EXERCISE DATA.
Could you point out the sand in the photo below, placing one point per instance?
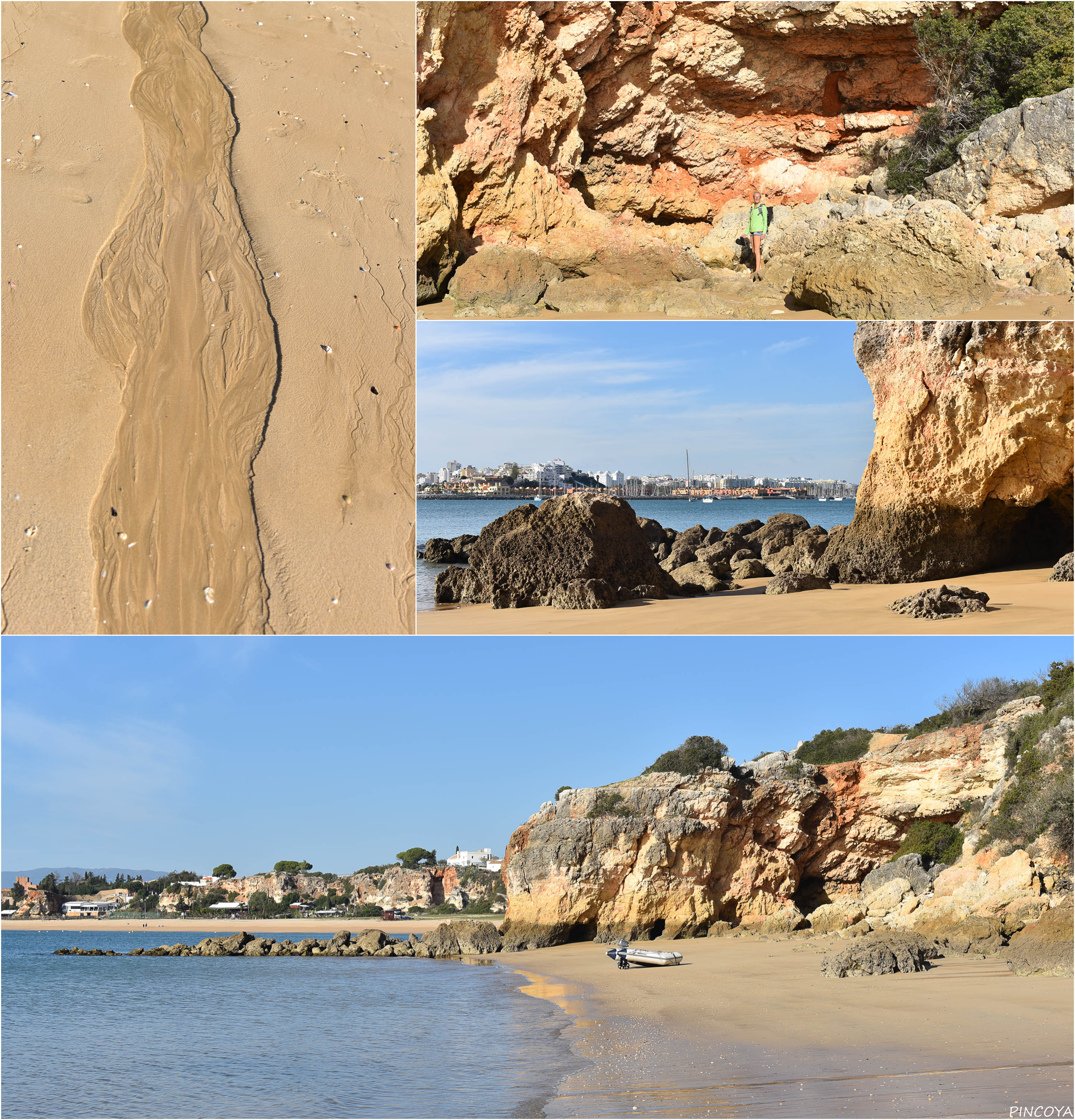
(208, 348)
(751, 1027)
(1021, 304)
(1022, 602)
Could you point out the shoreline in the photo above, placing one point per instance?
(753, 1029)
(1022, 602)
(324, 927)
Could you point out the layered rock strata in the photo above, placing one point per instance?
(648, 120)
(972, 457)
(767, 841)
(539, 556)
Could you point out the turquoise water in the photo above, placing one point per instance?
(452, 518)
(190, 1036)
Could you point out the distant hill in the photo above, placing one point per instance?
(35, 875)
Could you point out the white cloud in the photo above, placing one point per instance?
(786, 346)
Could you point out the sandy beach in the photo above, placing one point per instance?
(1022, 602)
(1025, 304)
(751, 1027)
(209, 386)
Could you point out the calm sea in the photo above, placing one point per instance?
(145, 1036)
(452, 518)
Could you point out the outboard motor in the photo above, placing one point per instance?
(618, 953)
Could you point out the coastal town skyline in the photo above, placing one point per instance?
(635, 397)
(361, 783)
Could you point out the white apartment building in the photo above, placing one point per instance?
(472, 858)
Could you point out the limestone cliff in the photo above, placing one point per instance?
(679, 854)
(643, 120)
(971, 466)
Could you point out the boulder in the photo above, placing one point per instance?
(646, 592)
(1063, 569)
(789, 584)
(1052, 279)
(371, 941)
(911, 868)
(1045, 948)
(584, 595)
(941, 603)
(926, 262)
(886, 899)
(458, 585)
(522, 557)
(701, 574)
(881, 955)
(750, 569)
(1018, 162)
(437, 550)
(831, 918)
(499, 276)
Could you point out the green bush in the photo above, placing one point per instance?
(979, 71)
(695, 754)
(836, 746)
(414, 857)
(608, 805)
(941, 844)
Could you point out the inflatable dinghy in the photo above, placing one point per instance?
(624, 955)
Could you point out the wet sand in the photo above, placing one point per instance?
(1021, 305)
(208, 318)
(1022, 602)
(751, 1027)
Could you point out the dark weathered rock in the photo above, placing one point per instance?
(789, 584)
(941, 602)
(882, 955)
(1018, 162)
(498, 276)
(1064, 569)
(748, 569)
(646, 592)
(583, 595)
(458, 585)
(912, 867)
(1045, 948)
(521, 558)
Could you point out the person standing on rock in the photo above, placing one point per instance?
(757, 228)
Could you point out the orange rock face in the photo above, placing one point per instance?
(972, 454)
(657, 117)
(691, 850)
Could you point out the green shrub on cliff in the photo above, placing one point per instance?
(608, 805)
(695, 754)
(941, 844)
(836, 746)
(979, 71)
(1040, 802)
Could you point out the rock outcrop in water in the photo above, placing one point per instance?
(591, 135)
(771, 841)
(541, 556)
(972, 460)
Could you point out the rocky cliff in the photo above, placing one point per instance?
(971, 466)
(679, 854)
(593, 124)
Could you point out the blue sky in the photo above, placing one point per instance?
(184, 753)
(773, 398)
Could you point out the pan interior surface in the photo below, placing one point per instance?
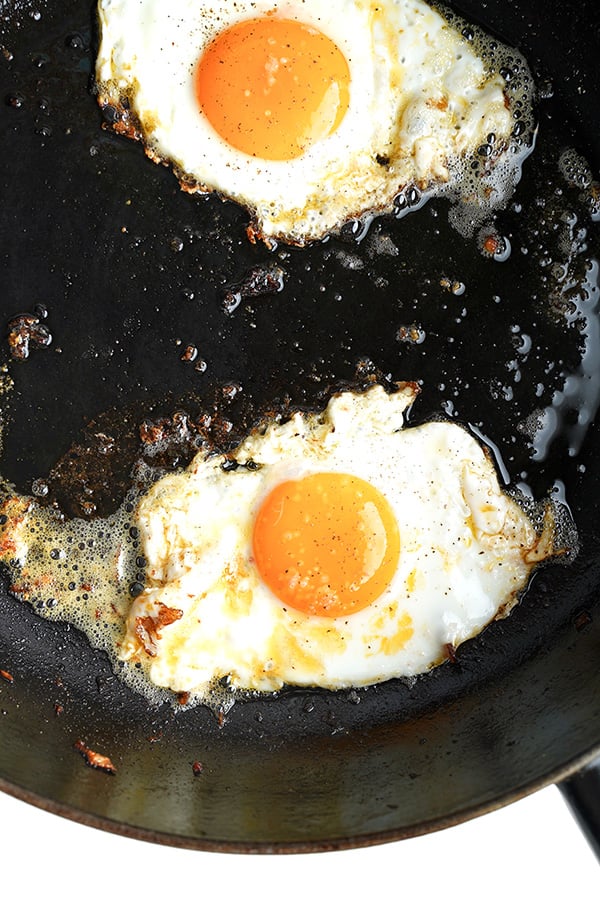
(127, 272)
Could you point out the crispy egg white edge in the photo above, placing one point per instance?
(355, 182)
(504, 534)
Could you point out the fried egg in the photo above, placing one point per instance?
(312, 114)
(336, 549)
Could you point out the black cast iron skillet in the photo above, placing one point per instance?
(130, 272)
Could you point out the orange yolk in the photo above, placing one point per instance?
(326, 544)
(272, 87)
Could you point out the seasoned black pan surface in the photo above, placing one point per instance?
(125, 272)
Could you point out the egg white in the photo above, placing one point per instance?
(466, 551)
(420, 98)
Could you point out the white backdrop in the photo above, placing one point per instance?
(531, 849)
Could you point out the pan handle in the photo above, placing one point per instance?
(581, 792)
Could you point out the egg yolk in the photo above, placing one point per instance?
(273, 87)
(327, 544)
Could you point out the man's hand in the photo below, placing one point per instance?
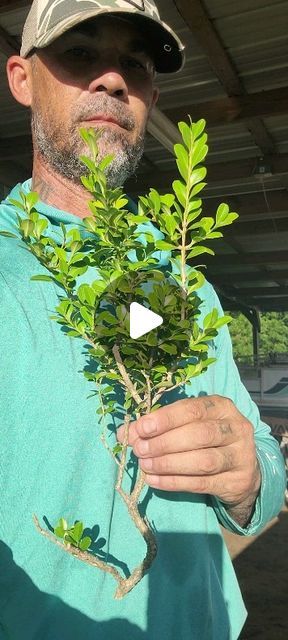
(200, 445)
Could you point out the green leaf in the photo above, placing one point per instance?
(117, 449)
(32, 198)
(77, 531)
(197, 251)
(106, 316)
(186, 133)
(181, 192)
(43, 278)
(198, 128)
(85, 543)
(168, 348)
(162, 245)
(198, 175)
(87, 316)
(8, 234)
(27, 228)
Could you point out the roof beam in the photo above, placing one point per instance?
(249, 276)
(252, 292)
(198, 21)
(236, 170)
(248, 258)
(234, 109)
(10, 5)
(9, 45)
(15, 146)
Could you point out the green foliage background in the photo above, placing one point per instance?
(273, 335)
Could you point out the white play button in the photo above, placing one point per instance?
(142, 320)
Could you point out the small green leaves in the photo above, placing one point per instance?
(224, 217)
(72, 535)
(8, 234)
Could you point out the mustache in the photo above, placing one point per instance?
(108, 106)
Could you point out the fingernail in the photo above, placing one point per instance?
(143, 447)
(146, 464)
(120, 433)
(148, 426)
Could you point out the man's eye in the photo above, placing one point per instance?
(81, 53)
(133, 63)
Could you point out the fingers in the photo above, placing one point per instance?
(182, 413)
(230, 487)
(211, 461)
(192, 436)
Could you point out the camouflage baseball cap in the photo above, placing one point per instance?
(49, 19)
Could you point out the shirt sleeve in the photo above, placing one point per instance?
(273, 483)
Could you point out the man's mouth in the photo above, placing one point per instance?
(104, 120)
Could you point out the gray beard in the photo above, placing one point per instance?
(62, 152)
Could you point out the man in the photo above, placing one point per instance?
(208, 458)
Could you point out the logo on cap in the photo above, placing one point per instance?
(138, 5)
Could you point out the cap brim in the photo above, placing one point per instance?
(165, 46)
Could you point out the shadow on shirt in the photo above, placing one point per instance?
(175, 601)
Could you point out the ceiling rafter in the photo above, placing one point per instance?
(197, 19)
(249, 258)
(251, 276)
(252, 292)
(235, 109)
(8, 44)
(235, 170)
(10, 5)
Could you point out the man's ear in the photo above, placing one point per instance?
(155, 96)
(19, 79)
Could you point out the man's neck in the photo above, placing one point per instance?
(58, 191)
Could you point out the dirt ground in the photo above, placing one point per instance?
(261, 565)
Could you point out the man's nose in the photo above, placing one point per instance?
(111, 82)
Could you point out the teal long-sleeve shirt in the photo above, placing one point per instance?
(54, 464)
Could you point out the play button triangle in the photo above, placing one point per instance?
(142, 320)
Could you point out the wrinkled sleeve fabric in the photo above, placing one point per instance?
(271, 496)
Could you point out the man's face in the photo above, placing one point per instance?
(100, 75)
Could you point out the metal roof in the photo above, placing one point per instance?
(235, 76)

THE TASK.
Please rewrite the material from the line that contains "Could you point out the man's neck" through the last line of the material, keeping every request line as it is and scaling each coordinate in the answers by 0.65, rounded to the nearest whole number with halves rounded up.

THE RESULT.
Could you point out the man's neck in the photo above, placing one point per instance?
(38, 124)
Could you point out the dirt ground in the photo above, placing one point per instance?
(170, 367)
Could you point out the man's nose in the photo above, placing one point per instance?
(72, 53)
Could you point out the teal long-sleeve shirt in the photo above, placing one point per instance?
(35, 302)
Could you point out the play button triangle in the photo above, placing one point per instance?
(92, 208)
Could you point out the wrinkled sleeve fabric in the photo above, placing one point per instance?
(176, 322)
Could you point out the man's face in the photo above, placing one point per instance?
(65, 49)
Could you point out the metal roof in the photo above, placing one point per instance?
(153, 49)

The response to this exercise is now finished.